**The problem:**
Please return every line from the entries that has the string "Target" in it.

Start of Records for the exercise

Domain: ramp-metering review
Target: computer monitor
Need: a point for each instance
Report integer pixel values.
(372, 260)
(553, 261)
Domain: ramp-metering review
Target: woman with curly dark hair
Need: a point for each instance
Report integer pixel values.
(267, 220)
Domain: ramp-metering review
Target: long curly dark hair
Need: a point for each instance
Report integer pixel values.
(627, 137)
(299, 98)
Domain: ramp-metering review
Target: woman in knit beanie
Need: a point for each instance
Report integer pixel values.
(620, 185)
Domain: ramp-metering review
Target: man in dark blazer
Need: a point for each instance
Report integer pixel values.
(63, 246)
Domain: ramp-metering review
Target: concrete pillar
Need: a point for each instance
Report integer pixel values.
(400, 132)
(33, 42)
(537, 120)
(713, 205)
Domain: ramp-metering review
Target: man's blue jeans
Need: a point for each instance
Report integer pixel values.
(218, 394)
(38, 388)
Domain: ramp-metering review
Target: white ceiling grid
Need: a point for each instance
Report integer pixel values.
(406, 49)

End of Records for the exercise
Start of Records for the exercise

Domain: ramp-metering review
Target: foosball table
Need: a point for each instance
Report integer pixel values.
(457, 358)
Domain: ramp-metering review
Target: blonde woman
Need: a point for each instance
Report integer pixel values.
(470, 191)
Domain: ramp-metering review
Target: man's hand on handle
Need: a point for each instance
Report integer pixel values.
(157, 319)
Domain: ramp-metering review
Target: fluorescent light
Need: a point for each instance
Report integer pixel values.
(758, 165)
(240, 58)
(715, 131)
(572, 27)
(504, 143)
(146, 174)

End of Records for the exercise

**Solution to the exercise:**
Target: computer monitor
Target: woman with curly dark hair
Target: long curly dark hair
Target: woman in knit beanie
Target: man in dark blazer
Target: concrete pillar
Target: man's blue jeans
Target: white ceiling grid
Target: foosball table
Target: blonde woman
Target: man's hand on handle
Target: fluorescent light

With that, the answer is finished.